▶ [Exercise material]
........
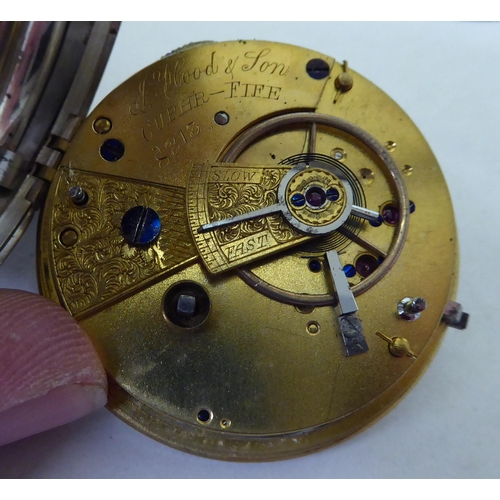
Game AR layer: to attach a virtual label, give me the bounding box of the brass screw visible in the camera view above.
[220,418,231,429]
[335,61,354,92]
[306,321,320,335]
[92,116,111,134]
[375,332,417,358]
[385,141,396,153]
[403,165,413,175]
[59,229,78,247]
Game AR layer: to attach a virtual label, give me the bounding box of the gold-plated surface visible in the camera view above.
[39,41,457,460]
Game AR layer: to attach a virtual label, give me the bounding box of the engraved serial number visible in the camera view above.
[152,122,201,167]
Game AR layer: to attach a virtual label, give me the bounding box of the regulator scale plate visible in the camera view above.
[39,41,463,460]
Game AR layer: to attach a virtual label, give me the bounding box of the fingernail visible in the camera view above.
[0,384,107,445]
[0,290,107,444]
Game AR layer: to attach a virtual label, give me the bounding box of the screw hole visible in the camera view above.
[100,139,125,162]
[196,408,212,424]
[214,111,229,125]
[306,59,330,80]
[356,254,379,278]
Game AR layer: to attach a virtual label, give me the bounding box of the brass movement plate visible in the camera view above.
[38,41,457,460]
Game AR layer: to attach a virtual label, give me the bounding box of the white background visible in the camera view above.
[0,22,500,478]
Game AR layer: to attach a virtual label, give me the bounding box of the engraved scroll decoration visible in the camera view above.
........
▶ [Stated goal] Copy the data above from the start up to and including the line with "[59,229,78,247]", replacing "brass screw" with "silver screw" and keeping everything else the same. Leave the pictures out.

▶ [Result]
Game AR layer: to attach a virtual label, give me the bounding box of the silver screw visible in the camera view above.
[220,418,231,429]
[335,61,354,92]
[306,321,320,335]
[92,116,111,134]
[375,332,417,358]
[385,141,396,153]
[403,165,413,175]
[59,229,78,247]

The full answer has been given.